▶ _Your instructions_
With the line that contains "Target: navy suit jacket" as the final line, return every line from the start of the data below exactly.

(Point-per-instance localization data)
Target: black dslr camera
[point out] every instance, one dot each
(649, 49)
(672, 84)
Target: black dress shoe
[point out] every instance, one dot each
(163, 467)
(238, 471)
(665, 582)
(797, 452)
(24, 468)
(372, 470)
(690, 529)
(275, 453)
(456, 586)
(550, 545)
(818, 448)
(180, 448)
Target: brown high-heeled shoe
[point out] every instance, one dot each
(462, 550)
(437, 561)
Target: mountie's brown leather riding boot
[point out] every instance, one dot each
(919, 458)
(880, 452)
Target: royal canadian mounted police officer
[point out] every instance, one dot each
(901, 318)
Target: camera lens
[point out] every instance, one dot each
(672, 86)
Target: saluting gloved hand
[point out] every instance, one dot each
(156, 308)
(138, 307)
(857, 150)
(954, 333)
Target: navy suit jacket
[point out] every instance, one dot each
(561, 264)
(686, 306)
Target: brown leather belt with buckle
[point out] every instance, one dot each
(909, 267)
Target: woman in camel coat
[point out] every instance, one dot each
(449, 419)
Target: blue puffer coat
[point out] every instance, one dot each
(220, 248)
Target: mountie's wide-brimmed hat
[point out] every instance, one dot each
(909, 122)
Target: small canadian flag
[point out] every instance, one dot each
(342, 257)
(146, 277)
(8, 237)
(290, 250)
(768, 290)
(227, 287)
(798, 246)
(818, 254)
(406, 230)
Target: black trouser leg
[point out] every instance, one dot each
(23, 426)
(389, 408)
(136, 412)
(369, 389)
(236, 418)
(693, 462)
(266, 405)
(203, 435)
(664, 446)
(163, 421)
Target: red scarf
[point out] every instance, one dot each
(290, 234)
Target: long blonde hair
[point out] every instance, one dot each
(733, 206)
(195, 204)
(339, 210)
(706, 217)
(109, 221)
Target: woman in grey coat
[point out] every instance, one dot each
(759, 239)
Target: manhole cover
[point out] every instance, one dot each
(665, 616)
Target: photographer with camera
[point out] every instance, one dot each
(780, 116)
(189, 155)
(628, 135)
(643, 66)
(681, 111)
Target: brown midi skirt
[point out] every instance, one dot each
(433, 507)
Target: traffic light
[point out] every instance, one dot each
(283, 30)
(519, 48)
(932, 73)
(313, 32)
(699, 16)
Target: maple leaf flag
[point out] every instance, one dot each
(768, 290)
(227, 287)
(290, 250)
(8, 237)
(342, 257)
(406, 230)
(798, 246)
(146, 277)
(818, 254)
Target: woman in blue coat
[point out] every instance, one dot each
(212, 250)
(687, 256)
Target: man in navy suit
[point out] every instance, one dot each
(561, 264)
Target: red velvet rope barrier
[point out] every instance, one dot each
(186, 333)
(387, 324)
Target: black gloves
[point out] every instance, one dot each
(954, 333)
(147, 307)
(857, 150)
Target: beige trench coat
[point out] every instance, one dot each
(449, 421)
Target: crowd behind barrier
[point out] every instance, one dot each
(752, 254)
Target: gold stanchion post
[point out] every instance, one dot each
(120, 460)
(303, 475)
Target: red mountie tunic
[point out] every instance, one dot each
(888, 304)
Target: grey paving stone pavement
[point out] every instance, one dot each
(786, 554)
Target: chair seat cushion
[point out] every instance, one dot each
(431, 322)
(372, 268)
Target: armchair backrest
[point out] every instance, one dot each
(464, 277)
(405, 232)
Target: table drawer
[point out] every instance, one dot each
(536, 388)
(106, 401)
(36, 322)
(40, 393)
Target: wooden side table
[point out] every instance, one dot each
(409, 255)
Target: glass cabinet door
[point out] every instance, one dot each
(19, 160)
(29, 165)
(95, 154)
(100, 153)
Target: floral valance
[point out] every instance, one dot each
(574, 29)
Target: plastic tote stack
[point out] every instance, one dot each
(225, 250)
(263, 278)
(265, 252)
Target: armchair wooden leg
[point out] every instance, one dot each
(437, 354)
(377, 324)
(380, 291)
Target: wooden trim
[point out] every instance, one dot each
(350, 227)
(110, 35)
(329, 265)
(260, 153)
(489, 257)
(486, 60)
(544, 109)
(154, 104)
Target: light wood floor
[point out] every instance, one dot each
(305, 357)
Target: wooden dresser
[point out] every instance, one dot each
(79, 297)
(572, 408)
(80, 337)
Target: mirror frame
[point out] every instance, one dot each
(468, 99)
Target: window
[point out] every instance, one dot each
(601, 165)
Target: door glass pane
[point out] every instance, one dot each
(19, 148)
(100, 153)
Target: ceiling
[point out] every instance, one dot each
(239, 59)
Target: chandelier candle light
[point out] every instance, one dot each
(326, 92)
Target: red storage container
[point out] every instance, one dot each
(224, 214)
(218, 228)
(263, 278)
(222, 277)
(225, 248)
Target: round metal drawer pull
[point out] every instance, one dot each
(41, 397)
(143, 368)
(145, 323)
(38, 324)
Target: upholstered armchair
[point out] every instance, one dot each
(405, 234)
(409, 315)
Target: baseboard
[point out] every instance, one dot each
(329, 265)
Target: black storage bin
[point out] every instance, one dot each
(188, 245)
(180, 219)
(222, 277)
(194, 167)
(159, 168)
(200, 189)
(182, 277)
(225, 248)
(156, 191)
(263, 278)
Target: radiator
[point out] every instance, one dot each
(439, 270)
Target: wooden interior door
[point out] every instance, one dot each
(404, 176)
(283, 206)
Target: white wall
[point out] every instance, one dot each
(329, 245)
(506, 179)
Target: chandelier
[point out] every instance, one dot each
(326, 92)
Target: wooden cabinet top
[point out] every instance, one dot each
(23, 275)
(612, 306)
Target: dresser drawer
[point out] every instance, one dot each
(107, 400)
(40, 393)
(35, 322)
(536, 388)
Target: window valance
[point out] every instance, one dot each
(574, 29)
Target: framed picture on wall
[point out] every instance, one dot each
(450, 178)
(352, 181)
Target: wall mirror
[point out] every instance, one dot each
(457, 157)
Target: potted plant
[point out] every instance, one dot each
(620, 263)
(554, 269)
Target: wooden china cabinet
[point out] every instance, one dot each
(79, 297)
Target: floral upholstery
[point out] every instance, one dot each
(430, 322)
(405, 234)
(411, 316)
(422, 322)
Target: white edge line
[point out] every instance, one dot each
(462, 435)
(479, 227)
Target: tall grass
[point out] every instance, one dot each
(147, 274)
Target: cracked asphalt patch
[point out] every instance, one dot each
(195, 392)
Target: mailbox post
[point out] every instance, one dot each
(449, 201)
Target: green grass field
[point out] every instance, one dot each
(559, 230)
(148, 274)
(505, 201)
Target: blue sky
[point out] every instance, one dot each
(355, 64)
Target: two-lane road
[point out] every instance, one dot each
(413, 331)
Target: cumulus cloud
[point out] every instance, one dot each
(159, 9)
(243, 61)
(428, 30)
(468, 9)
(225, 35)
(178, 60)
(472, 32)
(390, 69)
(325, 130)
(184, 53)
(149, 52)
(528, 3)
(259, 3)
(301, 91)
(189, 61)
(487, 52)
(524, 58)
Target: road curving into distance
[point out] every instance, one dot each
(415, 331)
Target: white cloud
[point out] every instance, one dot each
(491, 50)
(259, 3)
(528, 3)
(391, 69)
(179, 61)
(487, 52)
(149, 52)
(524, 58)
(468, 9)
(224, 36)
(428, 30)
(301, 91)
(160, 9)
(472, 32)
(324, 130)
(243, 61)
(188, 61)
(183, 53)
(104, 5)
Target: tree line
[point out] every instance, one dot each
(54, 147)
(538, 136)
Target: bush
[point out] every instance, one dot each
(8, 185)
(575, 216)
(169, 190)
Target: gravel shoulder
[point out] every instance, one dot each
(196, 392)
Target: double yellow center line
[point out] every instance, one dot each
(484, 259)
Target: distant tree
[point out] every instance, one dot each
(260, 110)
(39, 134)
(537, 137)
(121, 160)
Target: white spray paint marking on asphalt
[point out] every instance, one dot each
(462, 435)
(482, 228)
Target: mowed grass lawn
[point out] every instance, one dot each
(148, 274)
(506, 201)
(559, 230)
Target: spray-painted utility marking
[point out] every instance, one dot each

▶ _Solution_
Target: black dslr camera
[point out] every instance, one dot each
(649, 49)
(672, 84)
Target: black dress shoe
[point out] every instance, one dot each
(163, 467)
(238, 471)
(665, 582)
(797, 452)
(24, 468)
(372, 470)
(690, 529)
(275, 453)
(456, 586)
(550, 545)
(818, 448)
(180, 448)
Target: brown high-heeled shoe
[point out] every instance, one dot each
(462, 550)
(437, 561)
Target: mountie's brown leather riding boot
[point out] every instance, one dot each
(919, 458)
(880, 452)
Target: royal canadian mounted police officer
[point out] every instance, one dot each
(901, 318)
Target: camera lens
[point out] every instance, one dot each
(672, 86)
Target: saluting gloved hand
[point out] every instance, one dot each
(156, 308)
(138, 307)
(857, 150)
(954, 333)
Target: navy suit jacket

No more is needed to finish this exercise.